### Work instructions
Pull out each line of the listing below that contains the string "chip", treating uppercase and lowercase as different.

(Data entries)
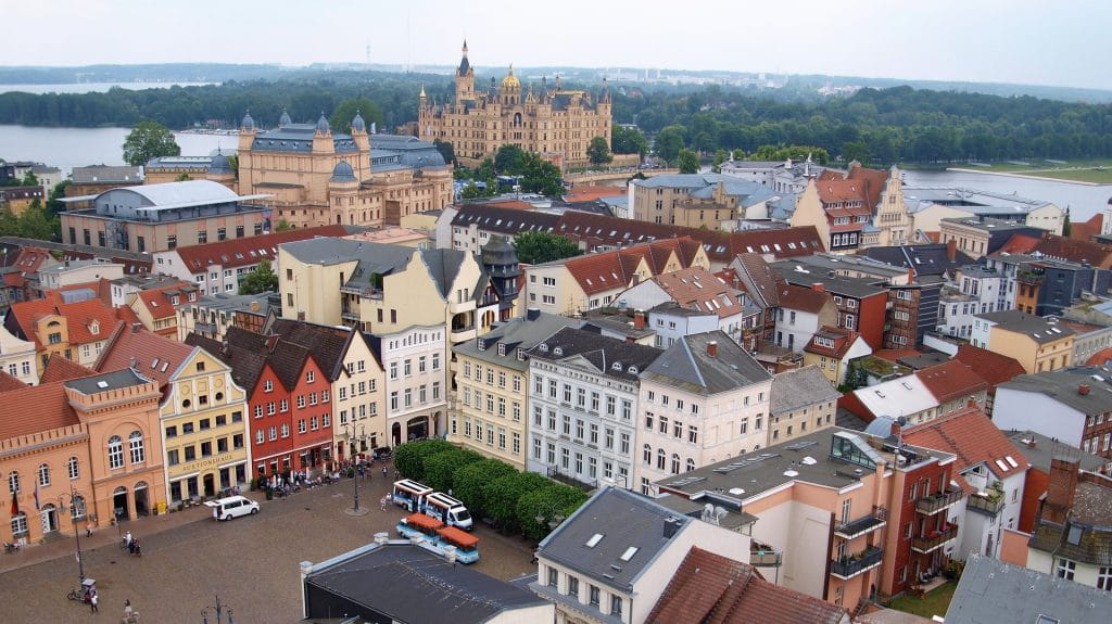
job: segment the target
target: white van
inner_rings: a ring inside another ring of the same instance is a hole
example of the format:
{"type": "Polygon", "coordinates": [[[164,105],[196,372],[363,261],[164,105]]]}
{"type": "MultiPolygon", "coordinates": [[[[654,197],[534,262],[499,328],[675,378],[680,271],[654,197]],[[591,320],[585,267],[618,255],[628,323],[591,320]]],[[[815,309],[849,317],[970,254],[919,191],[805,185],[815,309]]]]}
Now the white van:
{"type": "Polygon", "coordinates": [[[259,504],[246,496],[228,496],[217,501],[206,501],[205,504],[212,507],[212,517],[217,520],[231,520],[259,513],[259,504]]]}
{"type": "Polygon", "coordinates": [[[464,503],[453,499],[441,492],[434,492],[425,496],[425,515],[435,517],[448,526],[471,530],[471,512],[467,511],[464,503]]]}

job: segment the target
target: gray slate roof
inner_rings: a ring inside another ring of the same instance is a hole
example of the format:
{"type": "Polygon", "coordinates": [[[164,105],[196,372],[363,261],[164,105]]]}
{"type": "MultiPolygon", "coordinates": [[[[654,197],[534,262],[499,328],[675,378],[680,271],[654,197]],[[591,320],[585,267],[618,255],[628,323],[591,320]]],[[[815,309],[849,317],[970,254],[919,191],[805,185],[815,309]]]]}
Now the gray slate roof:
{"type": "Polygon", "coordinates": [[[772,379],[770,412],[776,416],[827,401],[837,401],[841,396],[842,393],[831,385],[817,366],[804,366],[784,371],[772,379]]]}
{"type": "Polygon", "coordinates": [[[401,543],[379,545],[311,573],[306,583],[407,624],[477,624],[546,604],[533,592],[401,543]]]}
{"type": "Polygon", "coordinates": [[[973,554],[946,624],[1104,624],[1110,612],[1110,592],[973,554]]]}
{"type": "Polygon", "coordinates": [[[677,340],[642,379],[706,395],[765,382],[772,375],[728,335],[716,330],[677,340]],[[718,353],[713,358],[707,354],[711,342],[717,343],[718,353]]]}
{"type": "Polygon", "coordinates": [[[529,350],[540,341],[564,328],[582,328],[583,321],[540,313],[535,320],[528,318],[514,319],[503,325],[495,325],[488,333],[477,340],[470,340],[454,346],[451,350],[459,355],[475,358],[498,366],[525,371],[529,368],[528,360],[518,360],[517,350],[529,350]],[[479,350],[478,341],[484,341],[485,348],[479,350]],[[498,345],[504,345],[504,355],[498,354],[498,345]]]}
{"type": "Polygon", "coordinates": [[[693,522],[698,521],[628,490],[606,487],[545,537],[537,556],[628,592],[653,560],[693,522]],[[671,539],[664,536],[668,519],[679,523],[671,539]],[[596,534],[602,539],[594,547],[587,546],[596,534]],[[623,561],[622,555],[631,547],[637,551],[629,561],[623,561]]]}

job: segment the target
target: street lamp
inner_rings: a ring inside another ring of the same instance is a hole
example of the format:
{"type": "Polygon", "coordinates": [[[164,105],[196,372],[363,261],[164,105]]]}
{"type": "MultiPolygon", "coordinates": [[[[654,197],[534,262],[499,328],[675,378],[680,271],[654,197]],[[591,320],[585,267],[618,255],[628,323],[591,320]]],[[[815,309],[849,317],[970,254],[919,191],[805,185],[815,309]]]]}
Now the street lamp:
{"type": "Polygon", "coordinates": [[[216,614],[216,624],[224,624],[225,612],[228,613],[228,624],[236,624],[236,622],[232,621],[231,618],[231,607],[226,604],[222,604],[220,602],[220,596],[216,597],[216,604],[207,605],[205,608],[201,610],[201,622],[203,624],[208,624],[208,613],[210,608],[216,614]]]}
{"type": "Polygon", "coordinates": [[[85,557],[81,555],[81,533],[77,529],[77,503],[78,501],[80,501],[81,504],[85,505],[85,496],[78,494],[77,491],[73,490],[72,483],[70,484],[70,491],[68,495],[70,497],[70,504],[67,505],[64,502],[62,502],[62,499],[67,496],[67,493],[62,492],[61,494],[58,495],[58,506],[69,512],[70,522],[73,523],[73,539],[77,540],[77,574],[78,574],[78,580],[80,582],[85,581],[85,561],[83,561],[85,557]]]}
{"type": "MultiPolygon", "coordinates": [[[[364,426],[361,423],[358,424],[358,425],[356,425],[355,423],[348,423],[347,425],[345,425],[345,427],[344,427],[344,442],[345,443],[354,444],[355,441],[357,441],[357,440],[360,441],[360,442],[363,442],[366,439],[367,439],[367,427],[364,426]],[[356,432],[359,432],[359,435],[356,435],[356,432]]],[[[349,450],[350,450],[350,446],[349,446],[349,450]]],[[[356,457],[356,453],[353,452],[351,453],[351,459],[355,460],[355,457],[356,457]]],[[[358,474],[355,476],[355,479],[351,480],[351,483],[353,483],[353,486],[355,487],[355,495],[354,495],[354,499],[351,501],[351,509],[347,510],[346,513],[348,515],[364,515],[367,512],[359,510],[359,475],[358,474]]]]}

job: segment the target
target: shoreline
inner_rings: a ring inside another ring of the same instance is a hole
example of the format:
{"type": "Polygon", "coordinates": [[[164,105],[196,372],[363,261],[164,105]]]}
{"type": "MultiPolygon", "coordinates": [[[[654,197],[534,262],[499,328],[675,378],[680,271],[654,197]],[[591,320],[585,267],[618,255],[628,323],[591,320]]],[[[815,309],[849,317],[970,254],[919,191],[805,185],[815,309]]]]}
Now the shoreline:
{"type": "Polygon", "coordinates": [[[1062,178],[1046,178],[1045,175],[1025,175],[1023,173],[1013,173],[1010,171],[984,171],[977,169],[965,169],[962,167],[947,167],[945,171],[957,171],[960,173],[981,173],[984,175],[1000,175],[1003,178],[1019,178],[1021,180],[1040,180],[1043,182],[1062,182],[1063,184],[1080,184],[1082,187],[1106,187],[1108,184],[1100,184],[1098,182],[1083,182],[1081,180],[1063,180],[1062,178]]]}

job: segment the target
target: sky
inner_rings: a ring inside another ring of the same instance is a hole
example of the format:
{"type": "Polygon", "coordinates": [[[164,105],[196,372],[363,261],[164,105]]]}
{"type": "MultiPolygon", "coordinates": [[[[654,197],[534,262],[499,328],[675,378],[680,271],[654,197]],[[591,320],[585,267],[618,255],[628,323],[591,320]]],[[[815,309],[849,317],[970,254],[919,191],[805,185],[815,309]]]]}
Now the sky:
{"type": "Polygon", "coordinates": [[[312,62],[663,68],[1112,89],[1108,0],[44,0],[7,66],[312,62]]]}

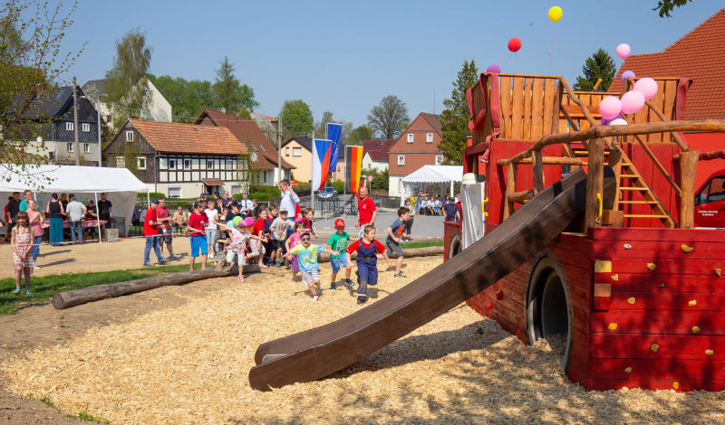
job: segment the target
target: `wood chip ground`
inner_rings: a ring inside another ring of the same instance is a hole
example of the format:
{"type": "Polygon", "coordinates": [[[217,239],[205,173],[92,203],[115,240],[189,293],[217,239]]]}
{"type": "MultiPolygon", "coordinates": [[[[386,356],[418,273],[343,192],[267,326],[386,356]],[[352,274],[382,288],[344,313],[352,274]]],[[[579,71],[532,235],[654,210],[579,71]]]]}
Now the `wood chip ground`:
{"type": "MultiPolygon", "coordinates": [[[[381,274],[374,302],[406,279],[381,274]]],[[[329,288],[329,265],[322,267],[329,288]]],[[[232,279],[236,278],[225,278],[232,279]]],[[[525,346],[460,305],[334,376],[270,392],[249,387],[259,344],[355,311],[353,290],[317,303],[285,269],[60,345],[5,359],[8,391],[111,423],[723,423],[725,393],[585,392],[546,342],[525,346]]]]}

### Task result
target: `wood chip ground`
Now the `wood chip ground`:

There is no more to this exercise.